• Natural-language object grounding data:
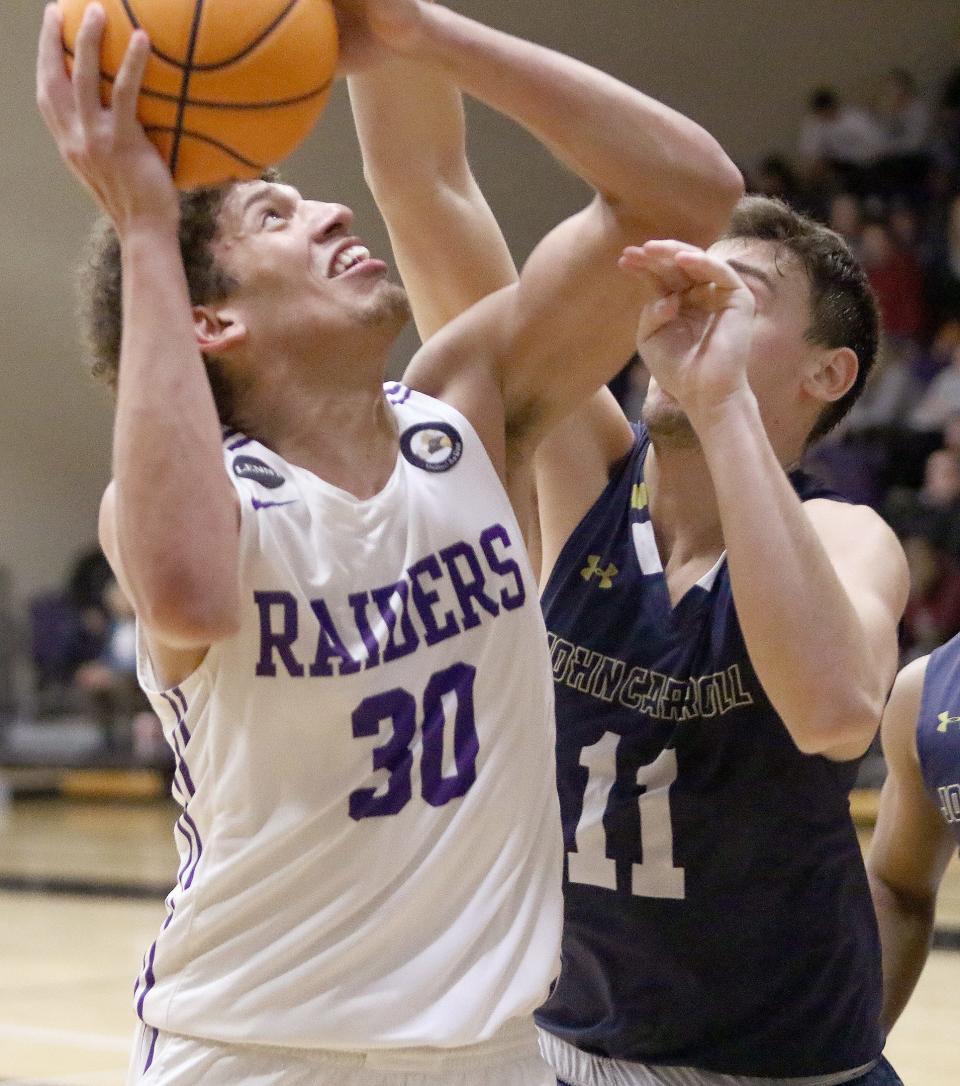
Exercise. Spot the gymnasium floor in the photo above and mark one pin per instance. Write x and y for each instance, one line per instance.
(67, 961)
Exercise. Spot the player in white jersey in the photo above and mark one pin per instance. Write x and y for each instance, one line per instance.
(340, 630)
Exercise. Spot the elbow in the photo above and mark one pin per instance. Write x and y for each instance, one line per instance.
(844, 728)
(712, 201)
(695, 206)
(187, 615)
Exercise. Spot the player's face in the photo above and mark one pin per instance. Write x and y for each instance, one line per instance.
(299, 267)
(780, 350)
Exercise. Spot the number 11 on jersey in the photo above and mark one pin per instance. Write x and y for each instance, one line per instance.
(595, 860)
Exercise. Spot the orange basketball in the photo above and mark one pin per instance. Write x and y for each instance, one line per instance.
(230, 87)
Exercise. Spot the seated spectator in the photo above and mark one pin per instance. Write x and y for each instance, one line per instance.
(933, 608)
(904, 159)
(775, 177)
(897, 281)
(838, 142)
(940, 401)
(943, 278)
(116, 699)
(68, 628)
(933, 512)
(949, 113)
(846, 217)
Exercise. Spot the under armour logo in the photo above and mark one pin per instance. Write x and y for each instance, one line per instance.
(945, 720)
(592, 569)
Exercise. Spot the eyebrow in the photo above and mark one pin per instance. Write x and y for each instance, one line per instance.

• WORK INSTRUCTIONS: Output the line bearing "Exercise. Spot the orange" along with all the lines after it through the end of the entries, exactly, and no other lines.

• WRITTEN REPLY:
Exercise. Spot the orange basketball in the photo above and mark one pin per instance. Write x and y for each instance, one line per instance.
(230, 87)
Exercise. Spot the seated spectator in the photo above and mark one pin per instance. Write x and y for each instance, one line per instance.
(933, 608)
(904, 159)
(775, 177)
(897, 281)
(838, 142)
(940, 401)
(943, 278)
(116, 699)
(68, 628)
(933, 512)
(949, 113)
(846, 217)
Exercise. Spot the under armour logo in the photo above and mark one pin per instance. Write x and y for each instance, one line per instance.
(945, 720)
(592, 569)
Exercise. Spot the eyebrow in the photo above and mark one pin per instance. Write x and y for each instance, one line per instance.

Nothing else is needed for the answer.